The John XXIII Salesian Institute (Instituto Preuniversitario Salesiano Juan XXIII) is a coeducational private Catholic college-preparatory school located in Montevideo, Uruguay.

== History ==
It was founded in 1964 by the Salesian order and members of the Marist Brothers and the Sons of the Holy Family, with the aim of providing a Catholic and private education in the last years of high school.

In the first place, it was intended to name the institution in homage to some outstanding Catholic figure in the History of Uruguay, as the options of Francisco Bauzá or Juan Zorrilla de San Martín were already used by other educational centers, it was decided to name it in honor of Pope John XXIII. Since its founding, the Institute was exclusively for boys; however, in 1973, it began it began admitting girls, becoming a coeducational institution. Years later, the first year of bachillerato (tenth grade) was also added to the curriculum.

== Campus ==
The John XXIII Institute campus is currently located in multiple buildings in the central Cordón neighborhood of Montevideo. The main building dates back to the 19th century, and originally housed the all-men school Colegio del Sagrado Corazón de Jesús (School of the Sacred Heart of Jesus).

== Notable people ==

=== Alumni ===

- Pedro Bordaberry, former Senator of the Republic and presidential candidate.
- Álvaro Delgado, politician.
- Pablo Mieres, politician.
- Victoria Rodríguez, television presenter and actress.
- Daniel Sturla, archbishop of Montevideo.

=== Principals ===
- Daniel Sturla, archbishop of Montevideo.

• Supplied records
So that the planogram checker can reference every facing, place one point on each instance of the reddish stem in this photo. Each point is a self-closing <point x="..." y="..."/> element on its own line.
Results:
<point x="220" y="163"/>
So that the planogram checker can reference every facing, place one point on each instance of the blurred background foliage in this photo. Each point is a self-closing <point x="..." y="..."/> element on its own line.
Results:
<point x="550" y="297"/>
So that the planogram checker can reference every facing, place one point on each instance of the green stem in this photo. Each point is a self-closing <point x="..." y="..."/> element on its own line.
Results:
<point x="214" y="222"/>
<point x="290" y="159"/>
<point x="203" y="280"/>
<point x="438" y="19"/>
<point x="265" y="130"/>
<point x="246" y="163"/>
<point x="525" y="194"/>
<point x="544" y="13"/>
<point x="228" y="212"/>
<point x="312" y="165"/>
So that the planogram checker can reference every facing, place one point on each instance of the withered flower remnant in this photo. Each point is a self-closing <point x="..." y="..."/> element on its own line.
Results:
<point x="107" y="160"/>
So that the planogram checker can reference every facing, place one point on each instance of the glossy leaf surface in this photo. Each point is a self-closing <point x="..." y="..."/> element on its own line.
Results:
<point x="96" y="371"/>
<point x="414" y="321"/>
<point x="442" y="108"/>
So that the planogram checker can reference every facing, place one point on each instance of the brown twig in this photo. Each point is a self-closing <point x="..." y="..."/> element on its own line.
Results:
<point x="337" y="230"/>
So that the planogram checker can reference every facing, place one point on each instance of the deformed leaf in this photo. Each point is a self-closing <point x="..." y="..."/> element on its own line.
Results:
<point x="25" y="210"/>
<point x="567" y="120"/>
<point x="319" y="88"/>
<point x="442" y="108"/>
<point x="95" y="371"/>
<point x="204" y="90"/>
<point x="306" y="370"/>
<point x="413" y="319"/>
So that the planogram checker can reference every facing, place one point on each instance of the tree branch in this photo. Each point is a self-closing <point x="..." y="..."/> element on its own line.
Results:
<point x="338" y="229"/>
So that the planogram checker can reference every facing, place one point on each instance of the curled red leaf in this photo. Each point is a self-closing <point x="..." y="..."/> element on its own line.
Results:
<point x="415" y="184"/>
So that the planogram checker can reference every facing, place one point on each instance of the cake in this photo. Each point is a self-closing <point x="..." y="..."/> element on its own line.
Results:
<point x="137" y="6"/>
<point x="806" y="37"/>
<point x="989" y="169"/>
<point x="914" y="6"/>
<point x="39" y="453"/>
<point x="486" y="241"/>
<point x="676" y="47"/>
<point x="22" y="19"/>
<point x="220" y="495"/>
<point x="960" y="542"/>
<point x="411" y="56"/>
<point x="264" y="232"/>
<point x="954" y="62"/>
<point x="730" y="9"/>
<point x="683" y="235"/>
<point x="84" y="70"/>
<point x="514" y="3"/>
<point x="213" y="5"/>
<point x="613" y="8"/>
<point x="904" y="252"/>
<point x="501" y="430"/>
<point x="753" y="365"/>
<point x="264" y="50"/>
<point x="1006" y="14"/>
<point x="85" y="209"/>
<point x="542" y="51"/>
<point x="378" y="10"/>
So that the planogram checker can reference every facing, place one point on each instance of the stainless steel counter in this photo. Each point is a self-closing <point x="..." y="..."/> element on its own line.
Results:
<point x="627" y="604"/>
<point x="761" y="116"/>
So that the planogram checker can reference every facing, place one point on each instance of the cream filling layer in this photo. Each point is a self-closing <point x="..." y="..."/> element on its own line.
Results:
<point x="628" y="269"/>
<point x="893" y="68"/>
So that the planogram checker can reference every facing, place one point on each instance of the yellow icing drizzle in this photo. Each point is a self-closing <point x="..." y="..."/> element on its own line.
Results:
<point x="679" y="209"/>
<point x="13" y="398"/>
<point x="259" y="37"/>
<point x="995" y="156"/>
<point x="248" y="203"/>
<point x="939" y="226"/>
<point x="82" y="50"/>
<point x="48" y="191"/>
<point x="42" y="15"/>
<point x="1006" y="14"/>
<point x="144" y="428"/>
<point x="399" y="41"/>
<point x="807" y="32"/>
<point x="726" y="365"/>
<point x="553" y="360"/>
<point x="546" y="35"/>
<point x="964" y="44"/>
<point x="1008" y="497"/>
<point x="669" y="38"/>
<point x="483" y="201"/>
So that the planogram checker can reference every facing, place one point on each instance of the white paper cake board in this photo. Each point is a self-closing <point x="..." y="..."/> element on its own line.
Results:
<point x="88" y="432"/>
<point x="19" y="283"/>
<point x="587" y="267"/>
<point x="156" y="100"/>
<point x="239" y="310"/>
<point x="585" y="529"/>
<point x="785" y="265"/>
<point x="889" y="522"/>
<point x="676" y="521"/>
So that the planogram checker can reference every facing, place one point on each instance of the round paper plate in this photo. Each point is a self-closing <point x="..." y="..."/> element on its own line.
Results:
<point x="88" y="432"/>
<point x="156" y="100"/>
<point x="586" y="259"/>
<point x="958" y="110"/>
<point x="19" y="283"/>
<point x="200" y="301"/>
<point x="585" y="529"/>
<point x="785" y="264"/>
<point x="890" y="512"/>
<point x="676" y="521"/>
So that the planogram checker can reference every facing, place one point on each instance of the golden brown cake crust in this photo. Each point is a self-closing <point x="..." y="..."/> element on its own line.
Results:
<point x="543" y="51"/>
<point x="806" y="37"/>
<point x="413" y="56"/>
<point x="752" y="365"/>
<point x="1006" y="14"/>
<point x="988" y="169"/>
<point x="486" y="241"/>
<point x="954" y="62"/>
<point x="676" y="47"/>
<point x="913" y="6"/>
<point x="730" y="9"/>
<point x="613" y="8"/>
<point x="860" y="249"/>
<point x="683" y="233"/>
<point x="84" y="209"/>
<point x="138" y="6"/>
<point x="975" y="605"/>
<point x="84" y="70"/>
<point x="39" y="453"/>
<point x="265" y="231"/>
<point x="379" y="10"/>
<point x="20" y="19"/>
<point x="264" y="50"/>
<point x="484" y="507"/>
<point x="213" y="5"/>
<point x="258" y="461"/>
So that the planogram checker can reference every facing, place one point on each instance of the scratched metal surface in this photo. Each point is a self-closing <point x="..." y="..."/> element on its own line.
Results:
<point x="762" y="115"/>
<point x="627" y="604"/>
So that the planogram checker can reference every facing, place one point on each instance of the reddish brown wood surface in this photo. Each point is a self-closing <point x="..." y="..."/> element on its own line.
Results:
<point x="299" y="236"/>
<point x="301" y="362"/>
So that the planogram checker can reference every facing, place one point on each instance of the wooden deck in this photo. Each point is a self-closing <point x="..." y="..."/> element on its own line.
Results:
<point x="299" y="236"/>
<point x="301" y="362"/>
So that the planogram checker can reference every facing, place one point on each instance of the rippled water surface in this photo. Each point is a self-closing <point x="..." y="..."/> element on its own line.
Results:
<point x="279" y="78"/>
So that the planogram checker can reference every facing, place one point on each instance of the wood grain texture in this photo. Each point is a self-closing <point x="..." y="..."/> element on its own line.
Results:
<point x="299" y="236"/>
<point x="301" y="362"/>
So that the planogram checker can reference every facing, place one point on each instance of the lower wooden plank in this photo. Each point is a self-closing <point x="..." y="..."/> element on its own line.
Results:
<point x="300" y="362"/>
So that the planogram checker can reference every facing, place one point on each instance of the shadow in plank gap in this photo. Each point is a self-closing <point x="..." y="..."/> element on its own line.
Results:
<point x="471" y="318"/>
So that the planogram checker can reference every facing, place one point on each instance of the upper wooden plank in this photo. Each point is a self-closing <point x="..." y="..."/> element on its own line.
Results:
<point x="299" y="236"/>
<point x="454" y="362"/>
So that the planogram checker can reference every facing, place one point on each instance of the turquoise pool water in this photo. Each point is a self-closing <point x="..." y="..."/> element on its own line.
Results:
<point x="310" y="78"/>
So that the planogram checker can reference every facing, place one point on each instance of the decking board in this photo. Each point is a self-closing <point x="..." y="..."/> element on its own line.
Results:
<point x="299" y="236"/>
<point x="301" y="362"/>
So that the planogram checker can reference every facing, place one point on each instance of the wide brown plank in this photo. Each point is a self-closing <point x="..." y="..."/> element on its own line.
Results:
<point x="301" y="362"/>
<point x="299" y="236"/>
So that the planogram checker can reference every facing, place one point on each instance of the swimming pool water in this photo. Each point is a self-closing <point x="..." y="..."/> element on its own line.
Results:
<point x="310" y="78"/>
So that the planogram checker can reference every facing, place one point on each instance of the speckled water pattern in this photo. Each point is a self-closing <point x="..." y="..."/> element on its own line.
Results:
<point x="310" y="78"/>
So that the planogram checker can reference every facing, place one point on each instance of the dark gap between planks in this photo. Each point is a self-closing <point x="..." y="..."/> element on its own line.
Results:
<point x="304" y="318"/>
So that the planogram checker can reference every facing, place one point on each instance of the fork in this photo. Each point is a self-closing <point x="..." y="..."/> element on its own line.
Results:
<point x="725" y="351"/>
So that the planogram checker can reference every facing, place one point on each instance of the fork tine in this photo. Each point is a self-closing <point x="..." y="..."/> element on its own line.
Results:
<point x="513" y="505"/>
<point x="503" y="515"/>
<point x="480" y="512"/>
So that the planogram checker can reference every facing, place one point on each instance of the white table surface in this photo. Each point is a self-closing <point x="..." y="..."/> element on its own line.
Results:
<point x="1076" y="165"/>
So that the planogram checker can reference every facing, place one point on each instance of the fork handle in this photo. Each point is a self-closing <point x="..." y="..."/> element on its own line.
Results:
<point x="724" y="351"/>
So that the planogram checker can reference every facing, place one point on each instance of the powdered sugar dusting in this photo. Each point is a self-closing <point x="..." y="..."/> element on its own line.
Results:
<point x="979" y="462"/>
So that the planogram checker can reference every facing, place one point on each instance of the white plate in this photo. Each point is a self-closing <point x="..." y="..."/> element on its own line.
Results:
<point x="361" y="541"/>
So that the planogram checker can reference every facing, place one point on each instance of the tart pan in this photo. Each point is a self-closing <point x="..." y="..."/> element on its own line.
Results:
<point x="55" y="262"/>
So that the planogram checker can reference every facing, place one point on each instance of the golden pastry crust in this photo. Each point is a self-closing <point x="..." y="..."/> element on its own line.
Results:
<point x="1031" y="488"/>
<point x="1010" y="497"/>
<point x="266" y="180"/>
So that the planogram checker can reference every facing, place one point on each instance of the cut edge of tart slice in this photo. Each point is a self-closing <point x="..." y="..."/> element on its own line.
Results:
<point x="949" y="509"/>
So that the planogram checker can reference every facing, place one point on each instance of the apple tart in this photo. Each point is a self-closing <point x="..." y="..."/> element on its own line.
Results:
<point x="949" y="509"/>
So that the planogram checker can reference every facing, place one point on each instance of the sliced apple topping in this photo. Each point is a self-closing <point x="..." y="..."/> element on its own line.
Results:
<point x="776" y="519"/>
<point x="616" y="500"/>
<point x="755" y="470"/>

• Action item
Could you output the passage on the John XXIII Salesian Institute word for word, between "In the first" and "Heart of Jesus).", inclusive? Work from the passage on the John XXIII Salesian Institute alone, not the listing.

• Expected answer
In the first place, it was intended to name the institution in homage to some outstanding Catholic figure in the History of Uruguay, as the options of Francisco Bauzá or Juan Zorrilla de San Martín were already used by other educational centers, it was decided to name it in honor of Pope John XXIII. Since its founding, the Institute was exclusively for boys; however, in 1973, it began it began admitting girls, becoming a coeducational institution. Years later, the first year of bachillerato (tenth grade) was also added to the curriculum.

== Campus ==
The John XXIII Institute campus is currently located in multiple buildings in the central Cordón neighborhood of Montevideo. The main building dates back to the 19th century, and originally housed the all-men school Colegio del Sagrado Corazón de Jesús (School of the Sacred Heart of Jesus).